- **EXERCISE**: Retype exactly the lines that run from the line with "Where can the green chalkboard" to the final line of the entries, keeping both ends and nothing else.

- **MATERIAL FOR THIS EXERCISE**:

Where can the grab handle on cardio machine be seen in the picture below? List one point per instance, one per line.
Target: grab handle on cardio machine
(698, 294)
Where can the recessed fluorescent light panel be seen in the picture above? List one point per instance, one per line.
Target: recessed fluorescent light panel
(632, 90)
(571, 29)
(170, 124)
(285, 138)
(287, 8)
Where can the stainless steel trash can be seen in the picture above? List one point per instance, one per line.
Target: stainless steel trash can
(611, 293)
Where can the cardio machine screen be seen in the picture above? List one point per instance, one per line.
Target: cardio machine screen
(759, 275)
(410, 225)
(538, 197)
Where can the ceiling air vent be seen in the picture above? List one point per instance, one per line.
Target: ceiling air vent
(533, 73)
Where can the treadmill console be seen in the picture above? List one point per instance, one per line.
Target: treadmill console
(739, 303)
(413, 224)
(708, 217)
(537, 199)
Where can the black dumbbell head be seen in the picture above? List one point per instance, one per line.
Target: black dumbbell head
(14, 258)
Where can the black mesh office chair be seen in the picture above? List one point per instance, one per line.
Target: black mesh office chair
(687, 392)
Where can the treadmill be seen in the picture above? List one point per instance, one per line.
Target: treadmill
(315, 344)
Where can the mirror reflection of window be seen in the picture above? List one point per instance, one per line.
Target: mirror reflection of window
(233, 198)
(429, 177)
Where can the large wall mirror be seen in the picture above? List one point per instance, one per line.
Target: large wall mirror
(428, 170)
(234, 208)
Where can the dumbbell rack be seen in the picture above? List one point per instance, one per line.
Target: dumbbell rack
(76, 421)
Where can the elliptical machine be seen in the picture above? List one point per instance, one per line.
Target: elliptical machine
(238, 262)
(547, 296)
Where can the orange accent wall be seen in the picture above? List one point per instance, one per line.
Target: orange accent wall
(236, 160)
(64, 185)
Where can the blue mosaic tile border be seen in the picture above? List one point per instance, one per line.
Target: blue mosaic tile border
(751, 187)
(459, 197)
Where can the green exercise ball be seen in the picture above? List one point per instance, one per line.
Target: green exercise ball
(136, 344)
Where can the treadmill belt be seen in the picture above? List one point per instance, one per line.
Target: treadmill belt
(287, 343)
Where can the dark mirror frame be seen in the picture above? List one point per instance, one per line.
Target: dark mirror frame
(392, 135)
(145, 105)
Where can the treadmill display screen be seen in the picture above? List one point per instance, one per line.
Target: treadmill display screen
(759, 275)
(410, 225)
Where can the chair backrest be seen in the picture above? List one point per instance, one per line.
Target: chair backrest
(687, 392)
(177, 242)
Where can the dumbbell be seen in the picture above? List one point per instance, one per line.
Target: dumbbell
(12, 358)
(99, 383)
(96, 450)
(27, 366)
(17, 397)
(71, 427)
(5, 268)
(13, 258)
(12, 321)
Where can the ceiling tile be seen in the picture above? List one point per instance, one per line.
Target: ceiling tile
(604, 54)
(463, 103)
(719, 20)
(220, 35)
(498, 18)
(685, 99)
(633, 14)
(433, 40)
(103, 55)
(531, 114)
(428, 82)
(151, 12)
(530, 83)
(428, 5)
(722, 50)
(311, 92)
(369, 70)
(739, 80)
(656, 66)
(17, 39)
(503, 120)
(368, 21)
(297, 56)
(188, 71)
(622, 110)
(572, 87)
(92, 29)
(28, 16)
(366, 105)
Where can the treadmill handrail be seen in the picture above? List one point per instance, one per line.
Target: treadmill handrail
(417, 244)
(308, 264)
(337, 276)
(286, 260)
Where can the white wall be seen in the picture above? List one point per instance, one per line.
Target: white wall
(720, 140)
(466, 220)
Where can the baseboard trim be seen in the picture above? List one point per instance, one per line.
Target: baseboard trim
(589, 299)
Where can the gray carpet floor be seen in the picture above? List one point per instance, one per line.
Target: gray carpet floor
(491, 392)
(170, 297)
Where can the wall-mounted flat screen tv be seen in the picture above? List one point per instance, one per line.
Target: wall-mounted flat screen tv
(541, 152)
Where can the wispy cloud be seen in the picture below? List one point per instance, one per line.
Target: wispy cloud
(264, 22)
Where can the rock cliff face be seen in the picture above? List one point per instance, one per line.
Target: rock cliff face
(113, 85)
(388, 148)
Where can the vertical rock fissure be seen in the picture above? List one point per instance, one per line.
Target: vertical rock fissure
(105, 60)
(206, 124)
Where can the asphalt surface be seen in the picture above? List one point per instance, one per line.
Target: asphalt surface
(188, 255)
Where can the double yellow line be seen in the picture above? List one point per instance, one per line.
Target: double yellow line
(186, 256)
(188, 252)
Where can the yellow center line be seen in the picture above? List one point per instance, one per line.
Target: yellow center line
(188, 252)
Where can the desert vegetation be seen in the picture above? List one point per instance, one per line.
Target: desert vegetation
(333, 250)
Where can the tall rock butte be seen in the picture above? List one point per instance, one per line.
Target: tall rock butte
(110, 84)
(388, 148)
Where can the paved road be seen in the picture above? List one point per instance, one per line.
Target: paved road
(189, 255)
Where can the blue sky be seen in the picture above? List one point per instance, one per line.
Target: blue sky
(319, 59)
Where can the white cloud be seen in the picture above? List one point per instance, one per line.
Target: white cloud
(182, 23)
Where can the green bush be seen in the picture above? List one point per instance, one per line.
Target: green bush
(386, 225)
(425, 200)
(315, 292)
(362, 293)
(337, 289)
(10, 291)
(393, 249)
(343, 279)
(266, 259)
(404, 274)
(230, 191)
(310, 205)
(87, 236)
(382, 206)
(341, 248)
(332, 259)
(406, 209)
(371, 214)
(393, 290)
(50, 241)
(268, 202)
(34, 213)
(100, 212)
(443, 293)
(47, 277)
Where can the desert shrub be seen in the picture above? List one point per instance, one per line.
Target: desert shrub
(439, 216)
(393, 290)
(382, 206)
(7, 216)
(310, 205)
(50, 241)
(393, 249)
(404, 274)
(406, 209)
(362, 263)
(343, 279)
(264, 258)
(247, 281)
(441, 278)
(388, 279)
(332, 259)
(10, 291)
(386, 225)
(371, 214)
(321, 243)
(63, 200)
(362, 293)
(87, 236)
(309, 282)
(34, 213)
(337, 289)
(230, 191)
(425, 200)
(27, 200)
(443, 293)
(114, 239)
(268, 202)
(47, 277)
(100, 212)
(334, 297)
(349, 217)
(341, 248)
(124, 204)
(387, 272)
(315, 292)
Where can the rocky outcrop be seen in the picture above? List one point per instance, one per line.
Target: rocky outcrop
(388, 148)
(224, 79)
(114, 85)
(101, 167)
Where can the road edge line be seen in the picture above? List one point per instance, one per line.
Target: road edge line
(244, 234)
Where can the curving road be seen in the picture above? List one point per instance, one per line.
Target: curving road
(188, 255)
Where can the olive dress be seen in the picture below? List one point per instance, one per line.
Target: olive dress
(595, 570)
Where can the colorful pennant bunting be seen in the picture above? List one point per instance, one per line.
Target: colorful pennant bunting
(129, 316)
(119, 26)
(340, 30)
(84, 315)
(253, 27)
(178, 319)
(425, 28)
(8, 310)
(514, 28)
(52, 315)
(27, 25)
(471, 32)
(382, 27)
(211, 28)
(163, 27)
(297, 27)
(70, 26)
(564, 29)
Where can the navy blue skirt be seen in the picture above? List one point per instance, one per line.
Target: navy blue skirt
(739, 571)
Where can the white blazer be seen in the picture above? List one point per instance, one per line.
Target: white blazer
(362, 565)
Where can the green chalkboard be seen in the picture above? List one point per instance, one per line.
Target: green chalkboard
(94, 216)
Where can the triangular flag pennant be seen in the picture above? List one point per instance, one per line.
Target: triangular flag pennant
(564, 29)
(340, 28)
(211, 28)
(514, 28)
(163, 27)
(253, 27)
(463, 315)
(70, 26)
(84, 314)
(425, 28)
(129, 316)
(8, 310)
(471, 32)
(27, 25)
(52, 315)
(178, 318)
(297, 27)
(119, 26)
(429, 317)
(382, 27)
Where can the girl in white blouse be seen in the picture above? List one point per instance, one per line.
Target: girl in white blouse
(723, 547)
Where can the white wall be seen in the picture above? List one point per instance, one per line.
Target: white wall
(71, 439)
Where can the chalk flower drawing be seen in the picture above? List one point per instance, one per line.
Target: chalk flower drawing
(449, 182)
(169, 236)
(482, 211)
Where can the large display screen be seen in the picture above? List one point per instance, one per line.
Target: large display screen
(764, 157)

- **OUTPUT OF THE EXERCISE**:
Where can the green chalkboard be seen in the picture above? List one point per instance, one per line.
Target: green chalkboard
(94, 216)
Where can the triangular flag pennant be seen in the picture above? List one point per instance, one per line.
Target: triangular flag pennant
(564, 29)
(340, 28)
(211, 28)
(514, 28)
(163, 27)
(253, 27)
(463, 315)
(70, 26)
(84, 314)
(425, 28)
(129, 316)
(8, 310)
(471, 32)
(27, 25)
(52, 315)
(178, 318)
(297, 27)
(119, 26)
(429, 317)
(382, 27)
Where can the girl in white blouse be seen in the picture above? List one point per instance, one per line.
Target: girl in white blouse
(723, 547)
Where can the white wall be seen in the picture above? List one point per instance, one per line.
Target: white wall
(71, 439)
Where can the chalk flower drawing be seen in the picture above? List one point per instance, one per line.
Target: chalk flower drawing
(449, 182)
(169, 236)
(482, 211)
Where can the large display screen be seen in the picture above? List one point per instance, one per line.
Target: large display screen
(764, 157)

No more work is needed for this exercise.